▶ TASK DESCRIPTION
Convert the items below into a two-column CSV with the header instruction,coordinates. Each item gets one row, with its text in a quoted instruction field and its answer in a quoted coordinates field, and any line breaks inside a field replaced by spaces.

[Items from a data source]
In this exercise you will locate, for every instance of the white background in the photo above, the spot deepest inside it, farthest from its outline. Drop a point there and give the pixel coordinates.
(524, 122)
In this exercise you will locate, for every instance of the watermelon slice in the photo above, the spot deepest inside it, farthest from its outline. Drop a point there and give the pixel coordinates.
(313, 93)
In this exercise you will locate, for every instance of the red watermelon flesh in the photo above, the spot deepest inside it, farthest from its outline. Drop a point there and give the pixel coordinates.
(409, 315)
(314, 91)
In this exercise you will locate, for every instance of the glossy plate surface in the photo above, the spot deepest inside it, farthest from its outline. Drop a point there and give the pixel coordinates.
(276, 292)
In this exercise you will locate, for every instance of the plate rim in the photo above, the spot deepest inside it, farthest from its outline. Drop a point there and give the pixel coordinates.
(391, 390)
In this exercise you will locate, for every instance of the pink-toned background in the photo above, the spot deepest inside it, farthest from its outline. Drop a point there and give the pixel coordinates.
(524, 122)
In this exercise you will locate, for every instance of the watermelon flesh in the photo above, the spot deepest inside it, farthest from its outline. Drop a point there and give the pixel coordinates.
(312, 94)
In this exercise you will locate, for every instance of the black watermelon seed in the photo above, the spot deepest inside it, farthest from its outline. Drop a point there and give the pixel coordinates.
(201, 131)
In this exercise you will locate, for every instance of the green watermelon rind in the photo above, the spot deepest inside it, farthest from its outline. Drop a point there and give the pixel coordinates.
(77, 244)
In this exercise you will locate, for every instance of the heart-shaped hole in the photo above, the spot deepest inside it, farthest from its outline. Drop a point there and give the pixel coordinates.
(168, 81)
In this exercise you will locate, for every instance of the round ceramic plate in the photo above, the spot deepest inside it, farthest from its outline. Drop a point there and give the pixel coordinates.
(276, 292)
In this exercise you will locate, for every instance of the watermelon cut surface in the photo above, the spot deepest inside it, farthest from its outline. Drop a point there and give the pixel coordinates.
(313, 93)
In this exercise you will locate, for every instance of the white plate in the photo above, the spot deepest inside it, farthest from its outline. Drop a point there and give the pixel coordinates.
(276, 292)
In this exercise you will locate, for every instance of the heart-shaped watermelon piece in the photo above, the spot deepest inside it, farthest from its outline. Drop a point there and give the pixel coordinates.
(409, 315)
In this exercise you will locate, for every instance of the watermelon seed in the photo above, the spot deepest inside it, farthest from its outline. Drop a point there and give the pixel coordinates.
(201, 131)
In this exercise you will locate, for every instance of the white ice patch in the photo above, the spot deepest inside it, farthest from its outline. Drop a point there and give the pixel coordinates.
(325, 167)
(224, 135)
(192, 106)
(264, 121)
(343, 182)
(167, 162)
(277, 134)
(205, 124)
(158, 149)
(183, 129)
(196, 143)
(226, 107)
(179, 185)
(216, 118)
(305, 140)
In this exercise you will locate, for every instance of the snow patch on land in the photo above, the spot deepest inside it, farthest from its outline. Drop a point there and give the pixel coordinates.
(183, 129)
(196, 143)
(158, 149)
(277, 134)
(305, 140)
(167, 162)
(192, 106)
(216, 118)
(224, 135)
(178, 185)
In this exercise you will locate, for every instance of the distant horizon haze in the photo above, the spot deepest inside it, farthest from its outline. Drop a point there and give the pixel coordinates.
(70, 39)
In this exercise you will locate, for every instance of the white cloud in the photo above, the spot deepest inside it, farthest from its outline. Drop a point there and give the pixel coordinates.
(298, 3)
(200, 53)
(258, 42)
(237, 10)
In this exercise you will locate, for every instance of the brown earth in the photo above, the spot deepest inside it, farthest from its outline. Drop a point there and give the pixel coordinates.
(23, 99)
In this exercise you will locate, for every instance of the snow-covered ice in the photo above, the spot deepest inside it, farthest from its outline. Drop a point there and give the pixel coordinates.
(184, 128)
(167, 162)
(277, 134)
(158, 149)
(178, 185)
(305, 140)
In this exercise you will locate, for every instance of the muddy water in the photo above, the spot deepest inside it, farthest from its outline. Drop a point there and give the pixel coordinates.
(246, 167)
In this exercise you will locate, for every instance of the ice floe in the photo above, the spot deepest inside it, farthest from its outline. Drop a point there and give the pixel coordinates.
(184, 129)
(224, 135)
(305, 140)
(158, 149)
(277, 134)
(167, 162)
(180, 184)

▶ EXERCISE SOLUTION
instruction,coordinates
"In this exercise you will locate, for every instance of the white background in the photo above, the spot deepest inside it, farthest from its outline. Drop a point there and give the pixel coordinates.","(524, 122)"
"In this exercise you will locate, for every instance of the watermelon slice in the photo above, the spot deepest inside it, farthest from its outline. Drop a point there and give the pixel coordinates.","(313, 93)"
"In this exercise you will locate, for every instance of the red watermelon flesh in the photo above, the spot deepest inside it, farthest from its outline. Drop a point there and give the pixel coordinates.","(409, 315) (314, 91)"
"In this exercise you will locate, for every instance of the glossy plate surface in the photo above, the spot deepest inside it, farthest from its outline. Drop a point there and give the pixel coordinates.","(276, 292)"
"In this exercise you will locate, for every instance of the plate rim in the photo above, the spot deepest inside it, farthest from its outline. Drop a point there and give the pixel coordinates.","(391, 390)"
"In this exercise you will locate, for every instance of the pink-toned background in the photo above, the spot deepest inside it, farthest from its outline. Drop a point there and give the pixel coordinates.","(524, 122)"
"In this exercise you will locate, for every instance of the watermelon flesh in the photo above, the spot deepest inside it, farthest from its outline. Drop a point there and give the pixel coordinates.","(312, 94)"
"In this exercise you will locate, for every instance of the black watermelon seed in the photo above, the spot deepest inside it, farthest from its outline. Drop a point there and give the pixel coordinates.","(201, 131)"
"In this exercise you will locate, for every instance of the green watermelon rind in the photo above, the spot deepest inside it, farthest from its outline. Drop a point there and give the pixel coordinates.","(77, 244)"
"In this exercise you will locate, for every instance of the heart-shaped hole in the photo above, the spot deepest inside it, farthest from its outline. Drop a point there and give the pixel coordinates.","(168, 81)"
"In this exercise you will locate, for every instance of the round ceramic plate in the photo above, the spot deepest inside it, farthest from its outline. Drop a point there and give the pixel coordinates.","(276, 292)"
"In this exercise you will locate, for every instance of the watermelon cut surface in the photo above, the spot deepest inside it, farthest from its outline. Drop a point there and give the pixel coordinates.","(313, 93)"
"In this exercise you will locate, for every instance of the white plate in the photo above, the spot deepest inside it, farthest from its outline. Drop a point there and give the pixel coordinates.","(276, 292)"
"In this exercise you will locate, for every instance of the heart-shaped watermelon piece in the photo above, the spot deepest inside it, farthest from its outline. Drop a point there and give the pixel coordinates.","(409, 315)"
"In this exercise you will locate, for every instance of the watermelon seed in the photo above, the spot deepest inside it, farthest from its outline. Drop a point there and give the pixel coordinates.","(201, 131)"
"In this exercise you will locate, for every instance of the white ice patch in the photo above, the spot deepest inside it, farthest from its outline. Drop a point there and give the pixel coordinates.","(325, 167) (224, 135) (192, 106) (264, 121) (343, 182) (167, 162) (277, 134) (205, 124) (158, 149) (183, 129) (196, 143) (226, 107) (179, 185) (216, 118) (305, 140)"
"In this exercise you will locate, for every instance of the snow patch on land in the photo above, the spot deepest inside it, farthest from its outline. Drop a point there and give the pixel coordinates.","(183, 129) (196, 143) (158, 149) (277, 134) (305, 140) (167, 162) (192, 106) (216, 118) (224, 135) (178, 185)"
"In this exercise you will locate, for every instance of the distant horizon haze in the photo above, the spot deepest inside it, farthest from its outline. Drop a point there and give the pixel coordinates.","(70, 39)"
"In this exercise you will locate, for every instance of the white cloud in the photo above, the spot deepest inside it, farthest from its outline. Drop a point there and give the pixel coordinates.","(298, 3) (200, 53) (258, 42) (237, 10)"
"In this exercise you will locate, for every instance of the brown earth in the photo above, the spot deepest inside it, farthest from its outline. Drop a point there and give the pixel coordinates.","(23, 99)"
"In this exercise you will locate, for every instance of the snow-covered ice in the photo above, the spot deepest inside it, farthest from its outline. Drop a point there and give the pixel coordinates.","(184, 128) (167, 162) (277, 134) (158, 149) (178, 185) (305, 140)"
"In this exercise you will locate, for every instance of the muddy water in the photo above, the spot deepest inside it, farthest from its outline. Drop a point there and give the pixel coordinates.","(246, 167)"
"In this exercise you will locate, for every instance of the ice floe in the photo above, the spot deepest inside it, farthest from its outline. Drop a point there and give the pixel coordinates.","(184, 129) (224, 135) (305, 140) (158, 149) (277, 134) (167, 162) (180, 184)"